Six years of the Jonathan presidency have pushed the country to the precipice. The way it looks, Nigeria might take a dangerous plunge if Jonathan remains in office beyond May 29, 2015. Another four years under the present dispensation is an open invitation to chaos.

Strange and interesting times are here! A crucial decision to postpone national elections was taken and the President and Commander In Chief of Nigeria’s Armed Forces has just confessed that he was taking a nap! President Goodluck Jonathan claimed, in his last ‘media chat’ that he was neither consulted nor was he privy to the decision. There has been several instances of abdication of responsibility by the president but, hell!, this one takes the Oscar.

This is hardly surprising anyway. Since he effectively took over in 2010, President Jonathan has consistently displayed the dangerous trait of abdication of responsibility in favour of allowing discredited cronies, including members of his family, to run the show. He displayed this dangerous trait just before he got a six-week respite. He showed that he was neither consulted on, nor privy to the insurgency in the north east when he went campaigning in Maiduguri, epicentre of the Boko Haram insurgency. While assuring Nigerians that Boko Haram would become a thing of the past if he was returned into office, President Jonathan was reported to have said: ‘Vote for me and I assure you we shall flush out Boko Haram.’ Did the insurgency begin yesterday? And, by the way, when did wishes become horses?

While we wait for answers, the president, not surprisingly, countered himself when he told Nigerians that no government can fix the economy in four years! Those were the words of the president while campaigning in Ilorin. What, then, did the president mean when, four years ago, he promised to deliver heaven and earth to Nigerians at the end of his self-proclaimed one-term tenure in 2015? Alarmed party members must have noticed the damage President Jonathan is doing to his own campaign to have appropriately requested Namadi Sambo, the equally dour and colourless vice president, to step forward. Sambo’s first salvo, to the effect that troops have invaded the dreaded Sambisa Forest was followed by even more daring attacks by the terror group.

Leadership is a trust; a burden. Leadership is as tasking as it is taxing. Sadly, nearly five and half decades after independence, Nigerians are still to see quality leadership. All Nigerians have been saddled with are, at best, leaders who craved power, got power but were soon overwhelmed by the demands of office the moment they found themselves on the hot seat. This crass absence of quality leadership is not because the nation is in short supply of conscientious and far sighted people: problem is, for reasons best known to the average Nigerian, credited, competent and incorruptible people capable of making the difference do not often get the chance to lead!

Of course, the country President Jonathan inherited in 2010, after the brief spell of late Umaru Musa Yar’adua, cut the image of a land under occupation: a country with decayed and decaying infrastructure, a privatization policy that was programmed to fail, a country held by its jugular by insurgents and criminal kidnapping gangs and a nation steeped in corruption. Coupled with this was the general apathy among the populace. These were some of the challenges President Jonathan – often described by his fans as shoeless, unassuming, patriotic and gentleman (mind you, he saw nothing wrong in reneging on his unsolicited pledge to quit in 2015) – promised to tackle.

» Stated task
According to the passage on the Jonathan presidency, in which city was the president campaigning when he said that no government can fix the economy in four years?

» Entries provided
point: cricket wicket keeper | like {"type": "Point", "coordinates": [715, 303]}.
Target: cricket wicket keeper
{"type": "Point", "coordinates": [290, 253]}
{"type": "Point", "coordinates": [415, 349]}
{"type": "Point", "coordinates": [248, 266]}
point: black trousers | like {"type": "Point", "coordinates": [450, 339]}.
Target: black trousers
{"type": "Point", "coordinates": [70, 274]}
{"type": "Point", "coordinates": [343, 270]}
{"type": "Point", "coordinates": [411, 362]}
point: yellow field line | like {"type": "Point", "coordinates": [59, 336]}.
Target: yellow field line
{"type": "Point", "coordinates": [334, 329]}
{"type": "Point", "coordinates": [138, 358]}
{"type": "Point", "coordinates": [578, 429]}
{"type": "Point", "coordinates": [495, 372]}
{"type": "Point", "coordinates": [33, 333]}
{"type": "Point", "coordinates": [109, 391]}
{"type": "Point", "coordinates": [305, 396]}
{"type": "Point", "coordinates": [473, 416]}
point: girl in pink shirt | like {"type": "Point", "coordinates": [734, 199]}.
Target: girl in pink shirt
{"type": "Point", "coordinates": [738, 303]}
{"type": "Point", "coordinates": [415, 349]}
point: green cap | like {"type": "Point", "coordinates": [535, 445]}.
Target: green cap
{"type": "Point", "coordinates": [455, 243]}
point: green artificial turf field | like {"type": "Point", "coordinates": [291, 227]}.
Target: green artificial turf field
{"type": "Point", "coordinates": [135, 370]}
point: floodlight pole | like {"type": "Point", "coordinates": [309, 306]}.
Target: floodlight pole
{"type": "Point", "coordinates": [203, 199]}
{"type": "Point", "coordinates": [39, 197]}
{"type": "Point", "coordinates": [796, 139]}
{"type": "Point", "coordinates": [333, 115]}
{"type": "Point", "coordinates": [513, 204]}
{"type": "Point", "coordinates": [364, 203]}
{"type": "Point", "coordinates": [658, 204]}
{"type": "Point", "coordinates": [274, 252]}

» Finished answer
He was campaigning in Ilorin.